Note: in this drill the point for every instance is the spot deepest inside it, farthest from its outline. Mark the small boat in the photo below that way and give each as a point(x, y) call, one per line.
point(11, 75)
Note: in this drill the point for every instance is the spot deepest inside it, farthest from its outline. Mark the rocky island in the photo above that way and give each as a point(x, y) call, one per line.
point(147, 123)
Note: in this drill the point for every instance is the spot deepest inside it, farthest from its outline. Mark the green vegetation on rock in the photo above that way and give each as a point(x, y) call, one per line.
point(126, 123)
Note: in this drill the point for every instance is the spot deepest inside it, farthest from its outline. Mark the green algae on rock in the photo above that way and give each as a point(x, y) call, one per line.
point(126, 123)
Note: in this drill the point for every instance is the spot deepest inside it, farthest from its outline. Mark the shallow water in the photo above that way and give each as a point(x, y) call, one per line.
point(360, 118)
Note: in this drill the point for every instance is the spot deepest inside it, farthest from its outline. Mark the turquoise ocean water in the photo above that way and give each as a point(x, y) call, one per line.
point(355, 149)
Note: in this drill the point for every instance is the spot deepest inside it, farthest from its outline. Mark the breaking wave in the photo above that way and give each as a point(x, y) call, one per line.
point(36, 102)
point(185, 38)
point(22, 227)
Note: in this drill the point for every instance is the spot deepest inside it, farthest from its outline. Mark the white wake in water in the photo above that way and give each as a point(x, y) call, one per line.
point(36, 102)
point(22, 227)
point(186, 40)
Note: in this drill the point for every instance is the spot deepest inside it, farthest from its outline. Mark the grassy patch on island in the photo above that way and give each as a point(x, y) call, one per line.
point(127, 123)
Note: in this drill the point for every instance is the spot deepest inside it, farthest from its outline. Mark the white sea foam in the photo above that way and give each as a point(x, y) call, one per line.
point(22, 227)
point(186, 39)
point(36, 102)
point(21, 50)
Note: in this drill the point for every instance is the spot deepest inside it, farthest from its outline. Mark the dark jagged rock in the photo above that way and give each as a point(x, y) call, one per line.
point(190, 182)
● ● ● ●
◆ **Exercise directions**:
Your task is to retype all of the records exactly.

◆ **Result below**:
Note: in this drill the point for every instance is the spot deepest inside it, farthest from its outline. Mark the small boat in the photo below that way and give each as a point(x, y) call, one per line.
point(11, 75)
Note: in this drill the point for every instance is the spot deepest inside it, farthest from its outline. Mark the rocky island in the photo above that way and give each as a point(x, y) call, one per line.
point(147, 123)
Note: in this drill the point for every instance is the spot deepest inside it, farthest from its outline. Mark the green vegetation on rock in the photo above that way and give each as a point(x, y) call, one per line.
point(126, 123)
Note: in this drill the point for every instance is the spot deepest inside it, farthest from its outline. Mark the green algae on rock in the photo above that way and give each as a point(x, y) call, one per line.
point(126, 123)
Note: in this drill the point for every instance is the spot deepest inside it, farthest from its outline. Mark the shallow water in the photo above that way and give each as a point(x, y) call, one per line.
point(360, 118)
Note: in this drill the point for every instance is the spot deepest inside it, farthest from its outline. Mark the turquoise ocean water in the photo above that way and give each as a point(x, y) call, one per line.
point(355, 149)
Note: in this drill the point for every instance is the spot deepest inside it, farthest from its outline. Mark the breaking wave in the photo above that way and give each as a point(x, y) call, one per line.
point(36, 102)
point(185, 38)
point(22, 227)
Note: in this drill the point for every instance is the spot deepest inside it, farthest from its outline. Mark the white wake in water in the photo above that way and give each as a point(x, y) call, one per line.
point(36, 102)
point(22, 227)
point(186, 40)
Note: in this drill the point for every instance is the spot deepest inside it, farthest from its outline. Mark the grassy patch on island in the photo above that way and give each as a point(x, y) call, one per line.
point(127, 123)
Note: in this drill the point for every instance is the spot deepest inside it, farthest from its outline. Mark the white sea foam in the photo above that way and give each as a point(x, y) call, one per line.
point(22, 227)
point(186, 39)
point(36, 102)
point(21, 50)
Note: in this drill the point for every instance is the spot deepest inside it, farthest from its outline. Mark the dark jagged rock in the photo above that way and give each as a point(x, y) call, one per line.
point(190, 182)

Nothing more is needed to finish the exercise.